Recast the lines of the listing below, from the line containing "Your task: detect every 1500" through the line containing "[170,211,188,231]", both included, as a Markdown table with the columns Row and Entry. Number the rows in order and skip any blank lines.

-- Begin Material supplied --

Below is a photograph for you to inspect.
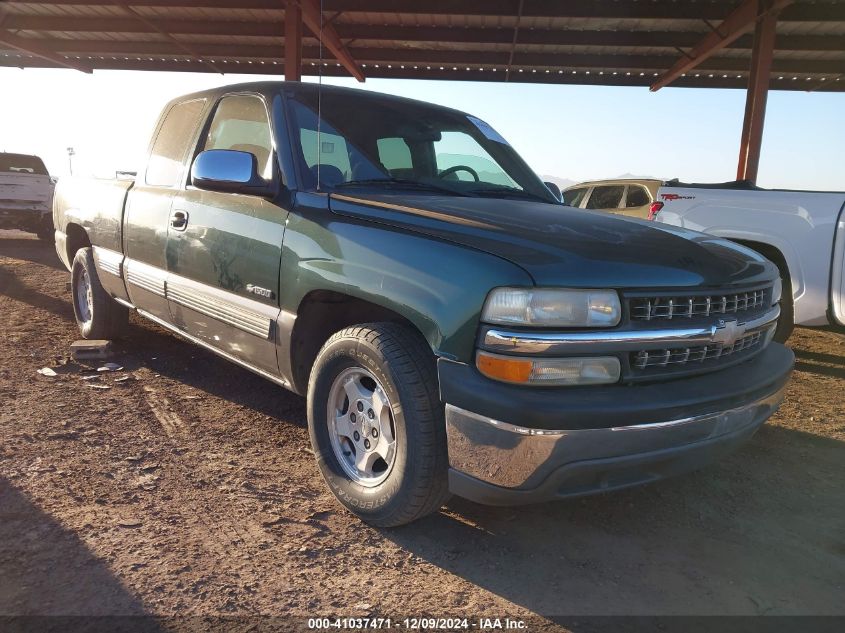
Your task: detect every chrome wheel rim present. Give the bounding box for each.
[76,268,94,323]
[327,367,396,488]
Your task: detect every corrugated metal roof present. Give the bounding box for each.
[0,0,845,90]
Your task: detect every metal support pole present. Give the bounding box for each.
[736,0,777,182]
[285,0,302,81]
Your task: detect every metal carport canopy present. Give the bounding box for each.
[0,0,845,180]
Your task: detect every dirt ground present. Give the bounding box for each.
[0,232,845,630]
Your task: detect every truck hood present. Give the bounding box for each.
[329,191,775,289]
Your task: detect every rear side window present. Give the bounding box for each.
[202,95,273,180]
[625,185,651,209]
[563,187,589,207]
[587,185,625,209]
[299,128,352,182]
[144,99,205,187]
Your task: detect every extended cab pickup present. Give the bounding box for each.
[54,82,793,526]
[655,181,845,341]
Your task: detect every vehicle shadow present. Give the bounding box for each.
[0,477,160,631]
[0,268,73,321]
[0,232,67,272]
[382,427,845,631]
[115,316,307,428]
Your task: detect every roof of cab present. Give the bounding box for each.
[564,178,663,191]
[168,81,467,115]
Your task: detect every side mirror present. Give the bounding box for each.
[543,182,563,202]
[191,149,275,197]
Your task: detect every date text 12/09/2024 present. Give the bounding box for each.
[308,617,528,631]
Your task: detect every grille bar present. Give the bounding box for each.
[630,288,769,321]
[631,330,764,370]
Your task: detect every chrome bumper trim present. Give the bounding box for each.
[446,388,785,490]
[480,306,780,356]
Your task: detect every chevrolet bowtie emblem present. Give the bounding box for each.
[711,319,745,347]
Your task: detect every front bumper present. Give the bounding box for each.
[439,343,794,505]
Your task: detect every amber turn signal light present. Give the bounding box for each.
[475,352,532,383]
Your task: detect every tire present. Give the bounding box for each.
[71,247,129,339]
[308,323,449,527]
[35,216,56,242]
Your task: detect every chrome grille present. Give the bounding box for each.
[629,288,770,321]
[631,330,765,370]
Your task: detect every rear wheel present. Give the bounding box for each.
[308,323,449,527]
[71,247,129,339]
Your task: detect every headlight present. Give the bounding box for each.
[481,288,622,327]
[772,277,783,305]
[475,351,622,387]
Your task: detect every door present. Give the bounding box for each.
[123,99,205,321]
[167,94,288,374]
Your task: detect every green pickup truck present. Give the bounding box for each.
[54,82,793,526]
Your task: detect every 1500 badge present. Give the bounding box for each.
[246,284,275,299]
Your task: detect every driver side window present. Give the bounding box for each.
[202,95,273,180]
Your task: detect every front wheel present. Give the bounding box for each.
[308,323,449,527]
[71,247,129,339]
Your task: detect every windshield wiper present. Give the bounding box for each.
[470,187,549,202]
[334,178,472,196]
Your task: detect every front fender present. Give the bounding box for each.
[280,196,533,362]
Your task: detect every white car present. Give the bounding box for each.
[653,181,845,341]
[0,153,55,240]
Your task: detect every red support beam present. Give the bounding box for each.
[285,0,302,81]
[299,0,364,81]
[651,0,793,92]
[736,0,777,182]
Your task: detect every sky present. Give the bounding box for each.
[0,68,845,191]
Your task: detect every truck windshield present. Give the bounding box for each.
[0,154,49,176]
[289,91,556,203]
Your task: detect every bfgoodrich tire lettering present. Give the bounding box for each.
[308,323,449,527]
[71,247,129,339]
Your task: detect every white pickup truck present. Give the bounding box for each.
[652,180,845,341]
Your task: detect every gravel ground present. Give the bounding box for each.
[0,232,845,630]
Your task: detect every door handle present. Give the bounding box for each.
[170,211,188,231]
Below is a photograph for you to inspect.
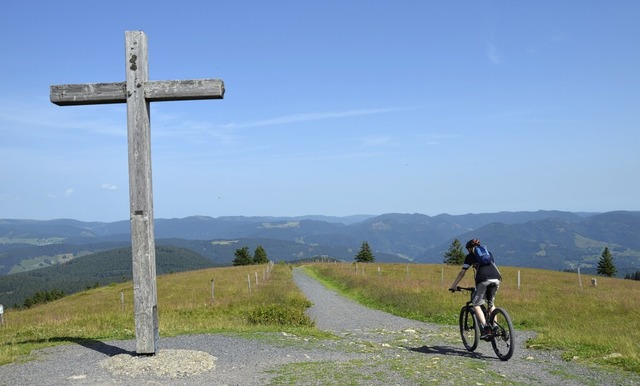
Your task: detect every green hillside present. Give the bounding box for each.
[0,246,213,307]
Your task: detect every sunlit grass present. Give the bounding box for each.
[304,263,640,373]
[0,264,316,364]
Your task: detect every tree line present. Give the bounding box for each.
[233,241,375,266]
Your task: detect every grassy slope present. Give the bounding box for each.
[312,263,640,373]
[0,263,640,373]
[0,264,315,364]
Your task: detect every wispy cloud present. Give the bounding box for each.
[222,107,414,129]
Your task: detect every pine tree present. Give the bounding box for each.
[253,245,269,264]
[233,247,253,265]
[355,241,375,263]
[598,247,617,277]
[442,239,465,265]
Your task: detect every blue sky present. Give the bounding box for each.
[0,0,640,221]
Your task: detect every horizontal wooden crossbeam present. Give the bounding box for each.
[50,79,224,106]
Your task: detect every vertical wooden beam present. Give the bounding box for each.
[125,31,159,354]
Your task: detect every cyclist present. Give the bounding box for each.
[449,239,502,339]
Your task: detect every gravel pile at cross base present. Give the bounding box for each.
[0,268,640,385]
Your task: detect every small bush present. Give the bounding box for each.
[249,304,315,327]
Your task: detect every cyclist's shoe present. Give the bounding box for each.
[480,325,492,340]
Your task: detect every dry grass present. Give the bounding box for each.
[304,263,640,373]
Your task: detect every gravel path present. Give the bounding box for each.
[0,269,640,385]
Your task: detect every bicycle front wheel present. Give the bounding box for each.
[460,306,480,351]
[491,308,515,361]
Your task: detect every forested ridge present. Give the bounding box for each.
[0,246,213,307]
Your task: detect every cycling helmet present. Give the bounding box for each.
[465,239,480,249]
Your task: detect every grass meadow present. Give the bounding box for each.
[307,263,640,373]
[0,263,640,373]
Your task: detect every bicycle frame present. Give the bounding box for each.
[452,287,515,361]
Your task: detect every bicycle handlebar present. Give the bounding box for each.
[449,287,476,292]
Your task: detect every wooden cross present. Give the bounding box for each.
[50,31,224,355]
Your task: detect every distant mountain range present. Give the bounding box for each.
[0,211,640,276]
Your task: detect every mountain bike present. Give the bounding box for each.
[452,287,515,361]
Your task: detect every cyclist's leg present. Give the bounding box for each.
[486,280,500,315]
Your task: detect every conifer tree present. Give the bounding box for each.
[442,239,465,265]
[233,247,253,265]
[598,247,617,277]
[355,241,375,263]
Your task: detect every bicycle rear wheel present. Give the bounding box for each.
[490,308,515,361]
[460,306,480,351]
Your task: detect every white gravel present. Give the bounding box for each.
[0,269,640,385]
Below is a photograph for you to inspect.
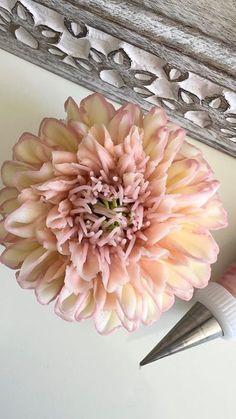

-- End Material supplied --

[Reply to the task]
| Row | Entry |
|---|---|
| 1 | Your task: detect every 1500 badge present. Give the bounding box for each. |
| 2 | [246,284,275,299] |
| 3 | Your task: detect every driver side window present. Give the bounding box for each. |
| 4 | [202,95,273,180] |
| 5 | Your task: detect every front wheel present. Give the bounding box for each. |
| 6 | [308,323,449,527] |
| 7 | [71,247,129,339] |
| 8 | Your task: detect every windshield wiper present. Give the bounding box for each. |
| 9 | [470,187,549,202] |
| 10 | [334,178,472,196] |
| 11 | Your task: detect every front fender present. Give the bounding box for each. |
| 12 | [280,196,533,362] |
| 13 | Your task: detect every white car present. Give the bounding box for each. |
| 14 | [653,181,845,341] |
| 15 | [0,153,55,240] |
| 16 | Your task: detect every red support beam present. Give the bounding box for each. |
| 17 | [285,0,302,81] |
| 18 | [299,0,364,81] |
| 19 | [651,0,793,92] |
| 20 | [736,0,777,182] |
| 21 | Your task: detect every sky present. Give the bounding box for each. |
| 22 | [0,68,845,191] |
| 23 | Your task: detect every truck windshield present. Give the bounding box for each. |
| 24 | [0,154,49,176] |
| 25 | [289,91,556,203] |
| 26 | Your task: detect every bfgoodrich tire lettering present. Give the bounding box for each. |
| 27 | [308,323,449,527] |
| 28 | [71,247,129,339] |
| 29 | Your task: detect every white pickup truck present. Give the bounding box for each. |
| 30 | [652,180,845,341] |
| 31 | Your task: detect every gravel ground present. Give the bounding box for each. |
| 32 | [0,232,845,630] |
| 33 | Your task: detect every door handle present. Give the bounding box for each. |
| 34 | [170,211,188,231] |